# Given request:
Exact copies are required of the lines from the line containing "find bird's claw" through the final line of the listing, both included, and of no other lines.

# Rows from a pointing dataset:
________

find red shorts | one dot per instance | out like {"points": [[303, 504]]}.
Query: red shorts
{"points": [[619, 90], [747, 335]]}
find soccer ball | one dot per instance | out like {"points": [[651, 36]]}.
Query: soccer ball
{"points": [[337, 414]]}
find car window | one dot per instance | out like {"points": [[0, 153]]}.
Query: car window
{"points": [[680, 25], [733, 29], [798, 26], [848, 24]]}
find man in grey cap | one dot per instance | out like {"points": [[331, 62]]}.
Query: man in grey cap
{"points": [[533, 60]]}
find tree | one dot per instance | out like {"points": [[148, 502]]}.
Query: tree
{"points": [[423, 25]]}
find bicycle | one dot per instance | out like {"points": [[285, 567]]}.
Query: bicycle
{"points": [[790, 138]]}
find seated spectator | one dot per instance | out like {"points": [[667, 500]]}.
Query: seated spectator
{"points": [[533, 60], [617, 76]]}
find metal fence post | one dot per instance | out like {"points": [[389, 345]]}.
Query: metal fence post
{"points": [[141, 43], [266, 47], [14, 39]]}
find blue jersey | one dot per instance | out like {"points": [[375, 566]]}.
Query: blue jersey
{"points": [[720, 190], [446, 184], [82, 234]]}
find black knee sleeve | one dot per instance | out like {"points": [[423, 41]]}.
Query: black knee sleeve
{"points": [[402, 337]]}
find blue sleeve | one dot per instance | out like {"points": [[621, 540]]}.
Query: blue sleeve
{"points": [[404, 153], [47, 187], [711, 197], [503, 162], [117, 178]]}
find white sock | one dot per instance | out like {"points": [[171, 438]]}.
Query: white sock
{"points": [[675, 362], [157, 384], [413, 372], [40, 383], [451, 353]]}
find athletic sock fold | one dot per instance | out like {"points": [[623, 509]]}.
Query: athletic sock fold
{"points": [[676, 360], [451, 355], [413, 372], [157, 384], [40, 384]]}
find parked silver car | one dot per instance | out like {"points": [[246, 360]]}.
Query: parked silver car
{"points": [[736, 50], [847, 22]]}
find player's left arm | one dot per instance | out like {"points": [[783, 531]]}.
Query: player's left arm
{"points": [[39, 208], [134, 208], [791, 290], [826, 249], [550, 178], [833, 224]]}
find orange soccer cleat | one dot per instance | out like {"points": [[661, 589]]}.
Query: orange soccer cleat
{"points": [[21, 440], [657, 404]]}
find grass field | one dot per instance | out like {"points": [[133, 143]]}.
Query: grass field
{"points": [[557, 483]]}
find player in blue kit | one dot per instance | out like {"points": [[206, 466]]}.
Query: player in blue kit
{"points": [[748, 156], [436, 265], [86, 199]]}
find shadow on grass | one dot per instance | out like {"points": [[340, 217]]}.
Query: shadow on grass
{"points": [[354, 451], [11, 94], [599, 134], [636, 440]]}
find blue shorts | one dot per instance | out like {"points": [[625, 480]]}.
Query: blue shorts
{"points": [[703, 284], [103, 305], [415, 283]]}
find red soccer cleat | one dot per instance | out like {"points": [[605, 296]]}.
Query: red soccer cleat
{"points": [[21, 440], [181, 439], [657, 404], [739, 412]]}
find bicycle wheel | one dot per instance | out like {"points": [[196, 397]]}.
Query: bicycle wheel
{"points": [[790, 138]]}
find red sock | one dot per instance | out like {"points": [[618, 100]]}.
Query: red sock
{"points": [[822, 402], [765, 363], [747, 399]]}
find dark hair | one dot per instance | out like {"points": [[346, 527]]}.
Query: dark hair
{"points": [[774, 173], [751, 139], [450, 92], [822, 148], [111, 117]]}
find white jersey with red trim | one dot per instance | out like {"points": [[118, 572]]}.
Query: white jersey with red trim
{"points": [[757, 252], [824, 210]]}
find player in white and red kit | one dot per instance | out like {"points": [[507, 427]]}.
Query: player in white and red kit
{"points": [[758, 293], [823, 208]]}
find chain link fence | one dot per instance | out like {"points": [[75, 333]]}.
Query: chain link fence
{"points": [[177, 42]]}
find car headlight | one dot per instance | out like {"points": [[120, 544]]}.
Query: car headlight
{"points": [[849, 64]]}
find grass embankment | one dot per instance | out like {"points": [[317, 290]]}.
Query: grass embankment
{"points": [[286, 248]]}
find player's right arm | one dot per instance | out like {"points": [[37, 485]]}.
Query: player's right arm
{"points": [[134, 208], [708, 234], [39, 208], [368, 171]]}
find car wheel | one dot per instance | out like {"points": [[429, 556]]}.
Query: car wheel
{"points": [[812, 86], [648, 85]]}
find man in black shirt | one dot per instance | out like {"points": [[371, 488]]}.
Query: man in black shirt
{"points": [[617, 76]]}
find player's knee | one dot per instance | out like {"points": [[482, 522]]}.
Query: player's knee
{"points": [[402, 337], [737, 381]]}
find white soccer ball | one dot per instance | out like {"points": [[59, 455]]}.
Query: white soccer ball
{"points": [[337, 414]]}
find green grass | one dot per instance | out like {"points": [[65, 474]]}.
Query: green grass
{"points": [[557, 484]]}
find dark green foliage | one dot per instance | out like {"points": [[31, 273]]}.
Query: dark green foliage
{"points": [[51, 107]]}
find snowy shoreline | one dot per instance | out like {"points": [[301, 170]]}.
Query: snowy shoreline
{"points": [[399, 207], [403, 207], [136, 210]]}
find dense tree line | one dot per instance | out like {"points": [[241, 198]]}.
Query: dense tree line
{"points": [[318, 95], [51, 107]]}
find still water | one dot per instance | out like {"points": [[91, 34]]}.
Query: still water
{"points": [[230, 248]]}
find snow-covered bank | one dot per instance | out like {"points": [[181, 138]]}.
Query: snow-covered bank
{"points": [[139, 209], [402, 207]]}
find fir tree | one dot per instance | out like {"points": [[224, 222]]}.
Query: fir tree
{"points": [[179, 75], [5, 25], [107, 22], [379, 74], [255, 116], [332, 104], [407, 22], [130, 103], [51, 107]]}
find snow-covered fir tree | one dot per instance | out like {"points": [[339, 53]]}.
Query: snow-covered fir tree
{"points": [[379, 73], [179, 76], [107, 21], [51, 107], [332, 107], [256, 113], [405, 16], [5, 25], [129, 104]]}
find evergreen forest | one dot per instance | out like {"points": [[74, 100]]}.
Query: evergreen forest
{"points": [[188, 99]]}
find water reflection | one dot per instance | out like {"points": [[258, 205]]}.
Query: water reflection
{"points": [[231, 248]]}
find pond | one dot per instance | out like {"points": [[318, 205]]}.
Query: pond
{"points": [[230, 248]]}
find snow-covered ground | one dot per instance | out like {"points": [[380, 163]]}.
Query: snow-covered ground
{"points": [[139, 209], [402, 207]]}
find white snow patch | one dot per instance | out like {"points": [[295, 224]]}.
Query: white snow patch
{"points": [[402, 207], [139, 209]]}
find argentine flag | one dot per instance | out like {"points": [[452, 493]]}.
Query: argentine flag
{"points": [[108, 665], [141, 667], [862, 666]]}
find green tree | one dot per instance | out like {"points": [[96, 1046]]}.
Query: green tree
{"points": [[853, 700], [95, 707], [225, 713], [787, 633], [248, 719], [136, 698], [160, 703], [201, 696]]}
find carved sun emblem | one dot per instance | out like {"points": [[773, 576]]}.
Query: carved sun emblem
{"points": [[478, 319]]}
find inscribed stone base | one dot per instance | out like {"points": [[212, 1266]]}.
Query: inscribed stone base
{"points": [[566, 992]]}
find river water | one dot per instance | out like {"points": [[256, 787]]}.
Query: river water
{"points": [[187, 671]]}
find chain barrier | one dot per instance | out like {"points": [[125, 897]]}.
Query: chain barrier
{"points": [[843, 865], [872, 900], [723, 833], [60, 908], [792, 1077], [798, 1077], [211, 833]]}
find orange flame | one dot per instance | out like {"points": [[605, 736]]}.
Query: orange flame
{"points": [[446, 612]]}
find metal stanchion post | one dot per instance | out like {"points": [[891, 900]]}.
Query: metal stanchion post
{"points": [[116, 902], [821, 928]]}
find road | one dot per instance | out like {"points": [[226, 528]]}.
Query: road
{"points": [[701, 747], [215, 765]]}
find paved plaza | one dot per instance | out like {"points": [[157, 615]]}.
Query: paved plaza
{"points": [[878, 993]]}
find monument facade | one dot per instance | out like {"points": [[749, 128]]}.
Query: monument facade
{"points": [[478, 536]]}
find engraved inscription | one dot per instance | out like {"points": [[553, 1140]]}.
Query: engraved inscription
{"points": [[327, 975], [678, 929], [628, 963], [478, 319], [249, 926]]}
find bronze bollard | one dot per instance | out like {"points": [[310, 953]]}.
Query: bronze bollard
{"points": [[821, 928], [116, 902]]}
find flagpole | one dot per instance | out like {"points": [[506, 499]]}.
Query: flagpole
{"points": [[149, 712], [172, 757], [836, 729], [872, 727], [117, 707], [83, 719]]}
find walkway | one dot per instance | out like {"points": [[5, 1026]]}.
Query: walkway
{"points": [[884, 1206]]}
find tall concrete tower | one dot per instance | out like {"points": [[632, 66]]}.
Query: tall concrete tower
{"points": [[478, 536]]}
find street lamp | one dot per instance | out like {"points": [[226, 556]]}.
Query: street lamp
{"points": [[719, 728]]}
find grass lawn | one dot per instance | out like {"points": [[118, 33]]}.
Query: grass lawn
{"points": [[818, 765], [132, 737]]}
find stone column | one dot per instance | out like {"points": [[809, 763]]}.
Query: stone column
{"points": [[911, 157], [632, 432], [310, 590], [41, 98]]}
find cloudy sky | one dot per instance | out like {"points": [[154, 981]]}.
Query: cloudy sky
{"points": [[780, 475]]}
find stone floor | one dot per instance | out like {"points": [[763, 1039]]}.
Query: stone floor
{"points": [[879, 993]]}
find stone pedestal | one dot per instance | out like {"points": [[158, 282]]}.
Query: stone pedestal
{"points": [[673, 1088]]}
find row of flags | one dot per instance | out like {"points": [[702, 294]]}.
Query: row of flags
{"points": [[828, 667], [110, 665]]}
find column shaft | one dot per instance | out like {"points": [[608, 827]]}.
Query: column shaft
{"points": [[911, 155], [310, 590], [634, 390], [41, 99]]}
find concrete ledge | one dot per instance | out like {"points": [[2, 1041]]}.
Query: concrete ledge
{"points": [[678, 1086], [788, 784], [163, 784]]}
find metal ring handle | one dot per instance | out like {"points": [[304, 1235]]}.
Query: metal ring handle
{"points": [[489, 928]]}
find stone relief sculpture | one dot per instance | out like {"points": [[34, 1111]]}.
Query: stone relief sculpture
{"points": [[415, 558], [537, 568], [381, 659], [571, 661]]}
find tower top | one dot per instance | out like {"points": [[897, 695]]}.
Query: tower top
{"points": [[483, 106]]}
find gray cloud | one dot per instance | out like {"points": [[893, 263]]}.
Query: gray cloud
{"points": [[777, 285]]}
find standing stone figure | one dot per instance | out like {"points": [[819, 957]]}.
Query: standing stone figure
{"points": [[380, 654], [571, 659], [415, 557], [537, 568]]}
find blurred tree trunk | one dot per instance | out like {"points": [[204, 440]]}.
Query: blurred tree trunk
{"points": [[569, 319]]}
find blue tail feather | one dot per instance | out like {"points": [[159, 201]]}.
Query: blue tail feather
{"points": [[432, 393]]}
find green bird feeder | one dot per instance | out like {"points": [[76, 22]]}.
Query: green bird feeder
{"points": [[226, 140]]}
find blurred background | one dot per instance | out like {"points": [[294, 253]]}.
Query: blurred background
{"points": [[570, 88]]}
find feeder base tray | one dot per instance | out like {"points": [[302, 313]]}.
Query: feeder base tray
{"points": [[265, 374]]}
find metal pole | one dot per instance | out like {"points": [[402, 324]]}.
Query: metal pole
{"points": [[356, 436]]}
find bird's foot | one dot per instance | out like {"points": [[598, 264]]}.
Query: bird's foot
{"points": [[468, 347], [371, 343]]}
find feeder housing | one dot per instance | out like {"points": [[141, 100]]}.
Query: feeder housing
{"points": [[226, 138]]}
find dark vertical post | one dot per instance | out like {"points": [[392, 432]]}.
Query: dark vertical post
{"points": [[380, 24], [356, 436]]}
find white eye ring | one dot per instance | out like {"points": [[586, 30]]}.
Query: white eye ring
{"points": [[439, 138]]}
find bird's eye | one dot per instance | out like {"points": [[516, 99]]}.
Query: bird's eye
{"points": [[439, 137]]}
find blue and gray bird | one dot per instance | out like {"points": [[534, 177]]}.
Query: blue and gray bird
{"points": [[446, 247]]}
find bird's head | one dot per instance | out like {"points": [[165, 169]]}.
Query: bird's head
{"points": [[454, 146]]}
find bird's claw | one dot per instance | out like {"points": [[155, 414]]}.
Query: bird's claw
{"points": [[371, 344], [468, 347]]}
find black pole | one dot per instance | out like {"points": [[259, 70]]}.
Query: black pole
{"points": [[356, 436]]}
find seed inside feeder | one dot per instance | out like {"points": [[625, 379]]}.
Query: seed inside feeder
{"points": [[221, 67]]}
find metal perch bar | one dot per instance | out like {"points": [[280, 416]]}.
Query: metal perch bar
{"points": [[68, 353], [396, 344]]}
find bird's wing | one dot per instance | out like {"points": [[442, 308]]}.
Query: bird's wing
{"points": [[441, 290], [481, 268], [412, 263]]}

________

# Response:
find bird's claw | one dot per instance | out like {"points": [[155, 414]]}.
Query: bird's claw
{"points": [[371, 344], [468, 347]]}
find black pole | one dot per instance | out like {"points": [[259, 70]]}.
Query: black pole
{"points": [[356, 436]]}
find seed inside feeder | one dot per instance | out like {"points": [[625, 379]]}.
Query: seed inside feeder
{"points": [[221, 67]]}
find metal perch bar | one dot per instance | out like {"points": [[280, 416]]}.
Query: metal perch bar
{"points": [[68, 353], [396, 344]]}
find bird's wing | one dot per instance | out like {"points": [[442, 308]]}.
Query: bird's wing
{"points": [[441, 290], [481, 268], [412, 263]]}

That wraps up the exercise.